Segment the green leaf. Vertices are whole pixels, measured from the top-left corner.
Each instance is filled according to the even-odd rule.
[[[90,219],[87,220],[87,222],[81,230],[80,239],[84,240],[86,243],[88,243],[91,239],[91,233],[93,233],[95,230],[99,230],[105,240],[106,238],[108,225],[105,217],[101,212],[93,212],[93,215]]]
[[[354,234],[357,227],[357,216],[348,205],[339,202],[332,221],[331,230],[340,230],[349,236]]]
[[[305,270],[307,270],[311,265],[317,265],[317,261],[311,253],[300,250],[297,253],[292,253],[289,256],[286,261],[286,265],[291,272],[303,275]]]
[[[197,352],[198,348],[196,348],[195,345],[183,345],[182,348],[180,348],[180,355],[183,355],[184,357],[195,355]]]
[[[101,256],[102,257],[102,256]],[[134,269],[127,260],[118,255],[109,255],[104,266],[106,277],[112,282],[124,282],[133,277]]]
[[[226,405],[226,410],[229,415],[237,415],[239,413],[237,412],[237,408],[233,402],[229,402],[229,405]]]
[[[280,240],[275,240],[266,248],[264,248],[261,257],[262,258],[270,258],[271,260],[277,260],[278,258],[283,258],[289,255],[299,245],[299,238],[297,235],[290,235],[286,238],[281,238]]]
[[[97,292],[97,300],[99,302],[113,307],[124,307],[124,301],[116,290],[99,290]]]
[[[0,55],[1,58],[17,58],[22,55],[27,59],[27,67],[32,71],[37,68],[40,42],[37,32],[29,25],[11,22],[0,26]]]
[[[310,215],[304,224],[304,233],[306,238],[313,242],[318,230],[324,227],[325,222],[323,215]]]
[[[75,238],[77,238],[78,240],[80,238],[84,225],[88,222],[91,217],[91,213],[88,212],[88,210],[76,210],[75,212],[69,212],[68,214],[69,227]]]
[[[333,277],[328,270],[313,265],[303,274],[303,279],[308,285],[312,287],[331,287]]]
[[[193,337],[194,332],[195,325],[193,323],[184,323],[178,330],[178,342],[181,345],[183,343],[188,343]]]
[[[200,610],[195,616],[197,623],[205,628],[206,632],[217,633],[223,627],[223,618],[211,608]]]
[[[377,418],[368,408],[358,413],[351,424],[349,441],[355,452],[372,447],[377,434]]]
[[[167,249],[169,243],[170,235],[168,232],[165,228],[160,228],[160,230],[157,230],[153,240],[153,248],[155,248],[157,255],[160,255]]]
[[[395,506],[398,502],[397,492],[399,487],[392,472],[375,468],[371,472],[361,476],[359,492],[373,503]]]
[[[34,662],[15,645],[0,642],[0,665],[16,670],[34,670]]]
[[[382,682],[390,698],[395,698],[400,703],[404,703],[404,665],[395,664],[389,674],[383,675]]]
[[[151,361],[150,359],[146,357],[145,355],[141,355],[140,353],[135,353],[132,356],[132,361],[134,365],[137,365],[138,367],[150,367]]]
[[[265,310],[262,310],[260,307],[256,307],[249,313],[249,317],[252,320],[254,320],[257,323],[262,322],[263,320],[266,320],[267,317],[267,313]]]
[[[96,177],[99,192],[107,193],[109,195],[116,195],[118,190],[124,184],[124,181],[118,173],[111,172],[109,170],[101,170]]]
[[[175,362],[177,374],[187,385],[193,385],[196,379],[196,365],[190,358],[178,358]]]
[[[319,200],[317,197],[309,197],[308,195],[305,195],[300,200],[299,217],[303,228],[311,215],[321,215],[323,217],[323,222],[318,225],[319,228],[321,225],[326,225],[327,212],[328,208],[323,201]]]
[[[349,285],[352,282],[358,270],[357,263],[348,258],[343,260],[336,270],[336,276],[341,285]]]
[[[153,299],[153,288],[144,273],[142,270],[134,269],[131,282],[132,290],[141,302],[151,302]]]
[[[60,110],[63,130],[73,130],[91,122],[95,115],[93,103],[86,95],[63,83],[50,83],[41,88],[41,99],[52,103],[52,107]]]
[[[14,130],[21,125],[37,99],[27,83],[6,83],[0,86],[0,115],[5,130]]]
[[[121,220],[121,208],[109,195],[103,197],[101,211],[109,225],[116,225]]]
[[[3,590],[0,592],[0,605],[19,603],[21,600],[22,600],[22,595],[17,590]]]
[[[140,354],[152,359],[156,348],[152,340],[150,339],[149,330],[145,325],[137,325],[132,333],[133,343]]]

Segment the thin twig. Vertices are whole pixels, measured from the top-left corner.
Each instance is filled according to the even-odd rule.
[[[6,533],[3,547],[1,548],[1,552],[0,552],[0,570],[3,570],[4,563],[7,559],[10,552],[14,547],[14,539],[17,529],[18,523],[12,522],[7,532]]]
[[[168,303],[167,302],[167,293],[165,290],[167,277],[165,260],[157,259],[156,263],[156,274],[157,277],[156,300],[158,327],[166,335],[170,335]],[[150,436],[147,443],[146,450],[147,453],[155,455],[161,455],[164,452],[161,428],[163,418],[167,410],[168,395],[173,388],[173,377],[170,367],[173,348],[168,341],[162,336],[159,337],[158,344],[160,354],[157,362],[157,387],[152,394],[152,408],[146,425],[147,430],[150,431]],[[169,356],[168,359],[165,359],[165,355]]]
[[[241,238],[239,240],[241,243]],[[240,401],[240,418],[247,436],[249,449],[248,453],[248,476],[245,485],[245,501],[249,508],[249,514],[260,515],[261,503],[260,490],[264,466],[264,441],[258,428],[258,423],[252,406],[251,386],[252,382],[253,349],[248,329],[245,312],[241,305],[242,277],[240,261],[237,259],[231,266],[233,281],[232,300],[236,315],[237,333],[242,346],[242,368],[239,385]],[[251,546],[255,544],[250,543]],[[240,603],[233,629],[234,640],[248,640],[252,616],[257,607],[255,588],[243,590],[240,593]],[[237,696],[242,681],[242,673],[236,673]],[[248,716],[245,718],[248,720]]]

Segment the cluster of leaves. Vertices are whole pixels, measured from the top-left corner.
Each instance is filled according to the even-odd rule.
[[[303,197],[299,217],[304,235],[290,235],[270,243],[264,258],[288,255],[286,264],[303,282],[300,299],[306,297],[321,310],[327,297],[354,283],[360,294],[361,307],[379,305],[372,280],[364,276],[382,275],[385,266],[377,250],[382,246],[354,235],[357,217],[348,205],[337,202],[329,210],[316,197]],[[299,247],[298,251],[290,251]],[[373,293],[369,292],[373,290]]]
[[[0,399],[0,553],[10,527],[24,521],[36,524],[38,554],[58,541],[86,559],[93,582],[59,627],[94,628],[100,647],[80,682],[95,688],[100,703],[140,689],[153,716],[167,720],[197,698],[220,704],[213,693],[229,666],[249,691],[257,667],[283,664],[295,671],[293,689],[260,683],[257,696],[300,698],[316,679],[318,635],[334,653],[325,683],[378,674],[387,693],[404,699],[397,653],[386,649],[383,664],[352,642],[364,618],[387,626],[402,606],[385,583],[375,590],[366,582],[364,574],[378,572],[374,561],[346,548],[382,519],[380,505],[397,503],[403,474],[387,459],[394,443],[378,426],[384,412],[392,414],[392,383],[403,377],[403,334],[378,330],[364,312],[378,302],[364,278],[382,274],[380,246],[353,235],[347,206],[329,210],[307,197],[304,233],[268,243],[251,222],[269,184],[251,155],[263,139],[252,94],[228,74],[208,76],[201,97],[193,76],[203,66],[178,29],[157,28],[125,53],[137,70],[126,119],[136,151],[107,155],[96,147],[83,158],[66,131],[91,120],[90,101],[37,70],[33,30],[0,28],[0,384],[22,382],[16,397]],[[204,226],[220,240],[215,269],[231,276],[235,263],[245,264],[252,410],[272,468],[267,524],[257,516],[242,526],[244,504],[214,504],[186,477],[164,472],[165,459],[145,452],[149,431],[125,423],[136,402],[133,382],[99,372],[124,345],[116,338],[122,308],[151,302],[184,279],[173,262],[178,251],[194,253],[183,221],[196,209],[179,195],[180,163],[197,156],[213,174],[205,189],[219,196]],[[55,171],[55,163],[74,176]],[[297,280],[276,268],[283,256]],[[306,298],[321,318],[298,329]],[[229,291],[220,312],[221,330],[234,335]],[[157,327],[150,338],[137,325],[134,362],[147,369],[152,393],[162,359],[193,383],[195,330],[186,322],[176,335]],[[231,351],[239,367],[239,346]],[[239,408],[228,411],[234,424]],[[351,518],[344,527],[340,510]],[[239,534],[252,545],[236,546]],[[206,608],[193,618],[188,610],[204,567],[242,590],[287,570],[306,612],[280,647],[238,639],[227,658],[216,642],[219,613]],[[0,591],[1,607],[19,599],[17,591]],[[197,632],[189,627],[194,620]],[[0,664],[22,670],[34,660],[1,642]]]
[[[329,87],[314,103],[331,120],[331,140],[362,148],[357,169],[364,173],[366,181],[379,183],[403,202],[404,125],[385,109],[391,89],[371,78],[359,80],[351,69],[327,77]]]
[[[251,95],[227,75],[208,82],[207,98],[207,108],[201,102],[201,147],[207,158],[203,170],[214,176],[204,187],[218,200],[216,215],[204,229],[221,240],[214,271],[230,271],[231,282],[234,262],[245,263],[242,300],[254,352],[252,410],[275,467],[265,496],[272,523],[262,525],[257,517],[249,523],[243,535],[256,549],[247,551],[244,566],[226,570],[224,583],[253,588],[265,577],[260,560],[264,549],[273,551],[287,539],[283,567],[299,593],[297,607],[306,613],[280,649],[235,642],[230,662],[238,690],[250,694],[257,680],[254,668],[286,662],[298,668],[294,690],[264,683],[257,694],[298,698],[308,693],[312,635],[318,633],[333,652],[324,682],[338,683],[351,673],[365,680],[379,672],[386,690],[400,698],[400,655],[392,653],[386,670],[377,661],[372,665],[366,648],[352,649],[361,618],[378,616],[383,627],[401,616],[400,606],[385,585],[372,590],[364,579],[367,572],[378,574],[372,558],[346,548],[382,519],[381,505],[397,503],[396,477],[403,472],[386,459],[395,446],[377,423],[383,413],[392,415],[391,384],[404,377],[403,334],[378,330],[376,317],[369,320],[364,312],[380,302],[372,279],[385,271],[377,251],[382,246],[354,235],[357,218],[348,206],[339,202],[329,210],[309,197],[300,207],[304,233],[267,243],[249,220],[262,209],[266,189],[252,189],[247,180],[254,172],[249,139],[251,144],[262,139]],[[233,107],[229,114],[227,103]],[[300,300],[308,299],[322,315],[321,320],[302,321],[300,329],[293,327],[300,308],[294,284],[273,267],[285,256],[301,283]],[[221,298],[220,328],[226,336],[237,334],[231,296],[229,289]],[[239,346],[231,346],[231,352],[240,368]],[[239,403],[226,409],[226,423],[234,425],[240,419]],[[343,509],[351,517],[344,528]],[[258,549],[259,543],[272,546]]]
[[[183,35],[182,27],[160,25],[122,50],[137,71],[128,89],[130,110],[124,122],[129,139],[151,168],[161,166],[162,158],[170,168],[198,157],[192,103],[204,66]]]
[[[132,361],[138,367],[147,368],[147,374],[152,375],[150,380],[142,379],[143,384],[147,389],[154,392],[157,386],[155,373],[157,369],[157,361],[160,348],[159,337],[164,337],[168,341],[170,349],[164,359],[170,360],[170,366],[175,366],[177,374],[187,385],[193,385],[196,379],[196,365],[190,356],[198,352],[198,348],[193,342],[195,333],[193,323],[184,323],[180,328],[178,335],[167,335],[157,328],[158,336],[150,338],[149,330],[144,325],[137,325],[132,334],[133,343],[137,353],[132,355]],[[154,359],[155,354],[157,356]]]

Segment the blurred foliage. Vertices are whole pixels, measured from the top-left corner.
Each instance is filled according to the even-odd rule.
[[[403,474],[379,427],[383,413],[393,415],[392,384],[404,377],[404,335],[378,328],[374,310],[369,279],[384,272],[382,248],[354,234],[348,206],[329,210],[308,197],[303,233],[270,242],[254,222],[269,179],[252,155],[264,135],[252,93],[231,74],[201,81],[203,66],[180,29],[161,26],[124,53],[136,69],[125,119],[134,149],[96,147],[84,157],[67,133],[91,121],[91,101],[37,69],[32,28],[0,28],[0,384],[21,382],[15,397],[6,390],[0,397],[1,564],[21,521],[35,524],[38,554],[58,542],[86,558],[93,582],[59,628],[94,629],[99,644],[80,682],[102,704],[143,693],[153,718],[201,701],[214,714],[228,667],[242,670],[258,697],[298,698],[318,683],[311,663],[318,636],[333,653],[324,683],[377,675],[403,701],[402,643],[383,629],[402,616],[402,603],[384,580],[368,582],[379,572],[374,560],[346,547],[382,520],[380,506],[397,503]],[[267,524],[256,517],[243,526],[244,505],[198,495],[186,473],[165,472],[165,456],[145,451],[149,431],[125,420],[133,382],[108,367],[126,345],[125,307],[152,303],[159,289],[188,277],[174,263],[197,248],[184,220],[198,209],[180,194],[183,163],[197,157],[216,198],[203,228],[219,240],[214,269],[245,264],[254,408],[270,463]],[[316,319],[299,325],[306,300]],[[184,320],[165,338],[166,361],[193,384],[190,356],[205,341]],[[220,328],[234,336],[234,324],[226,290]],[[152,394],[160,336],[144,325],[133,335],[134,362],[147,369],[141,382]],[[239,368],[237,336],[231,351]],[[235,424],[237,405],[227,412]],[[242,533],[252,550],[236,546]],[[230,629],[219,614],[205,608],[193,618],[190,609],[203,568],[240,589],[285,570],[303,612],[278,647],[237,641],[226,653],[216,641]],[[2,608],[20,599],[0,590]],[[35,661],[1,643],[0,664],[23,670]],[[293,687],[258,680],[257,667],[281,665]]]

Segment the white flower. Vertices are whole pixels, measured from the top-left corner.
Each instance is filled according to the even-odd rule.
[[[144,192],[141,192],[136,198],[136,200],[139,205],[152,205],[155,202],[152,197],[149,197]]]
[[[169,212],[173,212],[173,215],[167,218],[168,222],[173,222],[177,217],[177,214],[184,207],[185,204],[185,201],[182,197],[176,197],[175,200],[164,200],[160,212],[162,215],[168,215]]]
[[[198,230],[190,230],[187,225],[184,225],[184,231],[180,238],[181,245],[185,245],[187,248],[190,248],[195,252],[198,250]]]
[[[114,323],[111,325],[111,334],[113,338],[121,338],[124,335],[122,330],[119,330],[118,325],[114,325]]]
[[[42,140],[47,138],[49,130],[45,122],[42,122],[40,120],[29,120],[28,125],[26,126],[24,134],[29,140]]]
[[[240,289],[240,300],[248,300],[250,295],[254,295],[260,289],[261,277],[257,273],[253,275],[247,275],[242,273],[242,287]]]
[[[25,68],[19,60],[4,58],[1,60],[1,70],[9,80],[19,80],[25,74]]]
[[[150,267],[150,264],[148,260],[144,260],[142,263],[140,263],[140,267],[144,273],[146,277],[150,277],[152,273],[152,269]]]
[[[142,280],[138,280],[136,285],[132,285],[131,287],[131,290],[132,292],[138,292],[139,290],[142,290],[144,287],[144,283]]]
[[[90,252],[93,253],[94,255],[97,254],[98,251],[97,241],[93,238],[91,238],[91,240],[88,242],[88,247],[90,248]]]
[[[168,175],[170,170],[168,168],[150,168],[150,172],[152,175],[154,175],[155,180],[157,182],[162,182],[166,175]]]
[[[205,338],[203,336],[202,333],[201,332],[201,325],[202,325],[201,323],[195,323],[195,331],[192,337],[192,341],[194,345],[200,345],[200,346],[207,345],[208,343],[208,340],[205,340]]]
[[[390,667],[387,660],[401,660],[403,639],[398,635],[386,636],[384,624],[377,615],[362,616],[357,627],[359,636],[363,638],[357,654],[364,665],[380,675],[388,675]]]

Goal of the exercise
Count the lines of the records above that contain the string "from", matching case exactly, and reply with the number alone.

Output below
5